--- Task to complete ---
Repeat the listing below in full, exactly as it stands.

[Given records start]

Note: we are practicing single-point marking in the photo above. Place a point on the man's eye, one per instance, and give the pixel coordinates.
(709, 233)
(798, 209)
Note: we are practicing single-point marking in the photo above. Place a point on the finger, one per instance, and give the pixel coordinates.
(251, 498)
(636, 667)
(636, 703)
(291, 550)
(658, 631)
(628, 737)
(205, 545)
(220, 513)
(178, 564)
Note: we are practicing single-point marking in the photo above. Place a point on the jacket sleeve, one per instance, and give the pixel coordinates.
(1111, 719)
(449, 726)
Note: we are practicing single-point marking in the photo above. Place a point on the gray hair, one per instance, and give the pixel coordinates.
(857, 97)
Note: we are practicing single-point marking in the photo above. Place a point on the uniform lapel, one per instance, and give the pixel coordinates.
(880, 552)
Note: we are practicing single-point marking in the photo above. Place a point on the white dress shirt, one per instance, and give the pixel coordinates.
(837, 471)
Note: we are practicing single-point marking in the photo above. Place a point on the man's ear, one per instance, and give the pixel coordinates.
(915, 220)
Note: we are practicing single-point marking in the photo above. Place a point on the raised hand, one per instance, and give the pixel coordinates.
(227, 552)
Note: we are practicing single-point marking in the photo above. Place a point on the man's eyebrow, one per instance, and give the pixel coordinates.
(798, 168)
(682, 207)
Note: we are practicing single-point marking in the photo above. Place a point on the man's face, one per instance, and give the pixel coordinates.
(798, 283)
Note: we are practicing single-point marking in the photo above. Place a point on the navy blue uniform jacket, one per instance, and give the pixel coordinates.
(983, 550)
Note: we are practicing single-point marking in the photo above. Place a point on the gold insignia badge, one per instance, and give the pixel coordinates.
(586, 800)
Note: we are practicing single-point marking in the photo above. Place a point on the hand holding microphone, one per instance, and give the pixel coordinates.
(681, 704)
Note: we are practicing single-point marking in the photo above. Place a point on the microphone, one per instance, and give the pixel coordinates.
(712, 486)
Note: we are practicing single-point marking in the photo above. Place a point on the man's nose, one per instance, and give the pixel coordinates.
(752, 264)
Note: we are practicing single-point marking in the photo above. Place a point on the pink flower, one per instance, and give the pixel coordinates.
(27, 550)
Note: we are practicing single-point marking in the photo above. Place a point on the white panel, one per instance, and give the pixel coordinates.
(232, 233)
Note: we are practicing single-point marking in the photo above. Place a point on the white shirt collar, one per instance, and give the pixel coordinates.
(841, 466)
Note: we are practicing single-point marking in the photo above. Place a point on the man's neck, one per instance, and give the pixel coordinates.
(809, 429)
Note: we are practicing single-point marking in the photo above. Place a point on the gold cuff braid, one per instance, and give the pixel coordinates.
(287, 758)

[Given records end]

--- Complete output ---
Note: we are practicing single-point marking in the photo above. Place a point on the man's eye, one per instance, and give the pixel coordinates.
(709, 233)
(798, 209)
Note: we are practicing single-point marking in the photo above. Place a point on the finger, one per instance, and give the pixel coordinates.
(251, 498)
(636, 667)
(636, 703)
(291, 550)
(658, 631)
(628, 737)
(205, 545)
(220, 513)
(178, 564)
Note: we are practicing single-point marking in the photo above. Place a point on the jacket sleeve, one per instance, and give the pixel coordinates.
(1111, 719)
(449, 726)
Note: we are practicing single-point marking in the photo above. Place a point on the gray hair, one per instance, and give the pixel coordinates.
(857, 97)
Note: we are practicing single-point marking in the photo above. Place a point on the uniform lapel, one per instance, and give the pixel coordinates.
(880, 552)
Note: we are practicing single-point marking in the photo above. Place a point on the white dress shirt, one per instance, and give the pixel coordinates.
(837, 471)
Note: we are practicing single-point marking in the photo above. Place a point on the man's ear, one per instance, and give the pixel coordinates.
(915, 220)
Note: we are practicing single-point marking in the photo above. Place a point on the raised hand, one per instance, and give the pixel coordinates.
(227, 552)
Note: we are practicing single-point marking in the photo above. Place a point on the man's eyebrow, one per instance, and give the pixel coordinates.
(798, 168)
(682, 207)
Note: we are practicing single-point marking in the photo above. Place a point on the man's face, one per instance, and give the pixel coordinates.
(798, 283)
Note: we are practicing single-point marking in the photo above. Place a point on the navy blue uniform jacket, one per instance, and give the pixel coordinates.
(983, 550)
Note: we are practicing single-point marking in the photo above. Place a point on the gold insignia badge, one per instance, and give the pixel coordinates.
(586, 800)
Note: we are practicing single-point marking in the photo above. Place a point on the hand holding microphone, one per instance, and give the pixel coordinates.
(681, 704)
Note: we are practicing single-point marking in the photo above. Place a point on the microphone, one per instance, and give the pixel coordinates.
(712, 486)
Note: we are practicing single-point marking in the photo above. Place a point on the man's nose, one per instance, and give the pixel coordinates.
(752, 264)
Note: we are practicing single-point marking in the photo above. Place a point on the pink flower, one per instance, and give the pixel coordinates.
(27, 550)
Note: we are practicing single-point marking in the photo above. Place a point on the white panel, one per instance, and give the pixel coordinates.
(232, 233)
Note: we are practicing single-point marking in the photo above. Place a point on the white shirt collar, one per instance, and give the pixel coordinates.
(841, 466)
Note: we are practicing single-point marking in the photo above. Place a point on the man's neck, one per instance, and give the pixel coordinates.
(809, 429)
Note: we are practicing single-point marking in the photo above. Place a point on the gold cuff braid, one per instance, and give the pixel coordinates.
(287, 758)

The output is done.